===== Provided text =====
Things seem mostly ok here except for a single test failure (which I
suspect we'll be able to fix on our side), both on Python 2.7 and 3.6.

Regards

Antoine.


A. Jesse Jiryu Davis

unread,
Dec 11, 2017, 11:29:56 AM12/11/17
to python-...@googlegroups.com
Motor on master passes its tests with Tornado installed from master. I'll release the next Motor, version 1.2, in the next week or so. It has new features to support the new MongoDB 3.6, which we released last week.

If Tornado 5 drops Python 2, that would motivate me to drop Python 2 in Motor as well. The benefits for Motor in speed and simplicity if I used "async" and "await" throughout would probably be even better than they are for Tornado itself. Motor users tend to use "async for" loops over MongoDB documents. I have to implement "async for" very inefficiently because the underlying I/O code must be implemented with complicated callbacks to work in Python 2 and 3.

Furthermore, since Motor supports asyncio and Tornado, I currently have to abstract away the various inconsistencies, like "yield" versus "yield from". If I used "async" and "await" everywhere, most of that trouble would go away.




Regards

Antoine.


Stuart Longland

unread,
Dec 17, 2017, 5:32:40 PM12/17/17
to python-...@googlegroups.com
On 10/12/17 13:42, Ben Darnell wrote:
> If we drop python 2 support in tornado 5.0, we'll be able to delete a
> bunch of code (including large parts of tornado.ioloop,
> tornado.concurrent, and tornado.platform), and generally simplify
> things. We'd also be able to use async/await internally (assuming we set
> the minimum at python 3.5), which would be a performance win. 

There are a lot of Linux distributions that ship with Python 3.4, not
3.5. Debian Jessie being one.
===== Extracted entries =====
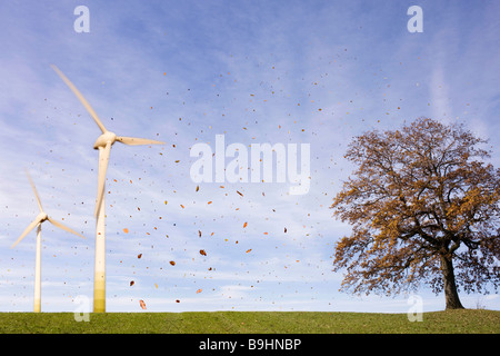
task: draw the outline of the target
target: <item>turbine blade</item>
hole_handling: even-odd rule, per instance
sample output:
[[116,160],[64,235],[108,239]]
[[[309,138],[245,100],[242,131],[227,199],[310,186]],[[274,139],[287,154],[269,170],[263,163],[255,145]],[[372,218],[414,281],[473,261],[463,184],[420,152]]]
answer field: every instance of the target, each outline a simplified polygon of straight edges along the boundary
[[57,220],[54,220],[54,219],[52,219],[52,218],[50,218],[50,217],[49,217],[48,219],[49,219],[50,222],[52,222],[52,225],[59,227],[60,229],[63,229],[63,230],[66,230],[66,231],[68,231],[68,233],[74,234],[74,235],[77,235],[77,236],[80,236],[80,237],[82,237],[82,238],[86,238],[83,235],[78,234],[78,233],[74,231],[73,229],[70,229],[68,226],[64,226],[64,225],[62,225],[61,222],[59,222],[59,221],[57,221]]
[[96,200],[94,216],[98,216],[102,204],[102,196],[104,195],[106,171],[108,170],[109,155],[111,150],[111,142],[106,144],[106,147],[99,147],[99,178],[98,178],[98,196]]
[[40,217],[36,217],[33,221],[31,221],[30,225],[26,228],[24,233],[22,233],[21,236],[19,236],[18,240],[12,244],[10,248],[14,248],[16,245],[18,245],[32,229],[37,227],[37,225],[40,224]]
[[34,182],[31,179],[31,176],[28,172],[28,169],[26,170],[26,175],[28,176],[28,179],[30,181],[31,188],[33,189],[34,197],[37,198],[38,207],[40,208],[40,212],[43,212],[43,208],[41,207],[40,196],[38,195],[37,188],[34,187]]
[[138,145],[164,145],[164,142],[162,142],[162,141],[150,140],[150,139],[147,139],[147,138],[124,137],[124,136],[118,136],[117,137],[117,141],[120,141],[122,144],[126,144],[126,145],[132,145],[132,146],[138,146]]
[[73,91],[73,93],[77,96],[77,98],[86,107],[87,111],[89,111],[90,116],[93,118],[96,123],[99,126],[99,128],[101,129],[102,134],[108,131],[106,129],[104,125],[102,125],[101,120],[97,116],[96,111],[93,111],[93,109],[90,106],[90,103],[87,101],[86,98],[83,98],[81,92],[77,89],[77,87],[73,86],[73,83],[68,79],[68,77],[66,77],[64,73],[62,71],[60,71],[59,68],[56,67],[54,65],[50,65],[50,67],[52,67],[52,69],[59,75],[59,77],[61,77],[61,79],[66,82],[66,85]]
=====
===== Extracted entries =====
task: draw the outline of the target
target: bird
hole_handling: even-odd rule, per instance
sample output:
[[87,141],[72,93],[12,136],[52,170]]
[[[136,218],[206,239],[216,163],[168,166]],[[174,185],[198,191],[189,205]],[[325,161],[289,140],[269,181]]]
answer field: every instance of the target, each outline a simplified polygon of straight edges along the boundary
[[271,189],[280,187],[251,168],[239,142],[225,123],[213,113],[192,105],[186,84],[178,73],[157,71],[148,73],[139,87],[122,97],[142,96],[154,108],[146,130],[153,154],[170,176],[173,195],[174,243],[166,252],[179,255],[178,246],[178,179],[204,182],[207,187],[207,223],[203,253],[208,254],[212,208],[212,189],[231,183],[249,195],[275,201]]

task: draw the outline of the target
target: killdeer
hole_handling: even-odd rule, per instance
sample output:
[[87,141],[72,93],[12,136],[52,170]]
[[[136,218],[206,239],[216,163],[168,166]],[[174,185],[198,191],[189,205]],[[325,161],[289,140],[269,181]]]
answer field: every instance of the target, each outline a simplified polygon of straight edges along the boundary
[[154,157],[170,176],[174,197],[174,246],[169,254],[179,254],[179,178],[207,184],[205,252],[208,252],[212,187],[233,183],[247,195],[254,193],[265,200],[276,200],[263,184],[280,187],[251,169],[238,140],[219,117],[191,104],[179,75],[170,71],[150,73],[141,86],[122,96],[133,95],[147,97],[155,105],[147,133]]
=====
What the task requires:
In the mailing-list thread, which Linux distribution is named as shipping with Python 3.4 rather than 3.5? None of the rows have any bearing on this.

Exercise output:
Debian Jessie.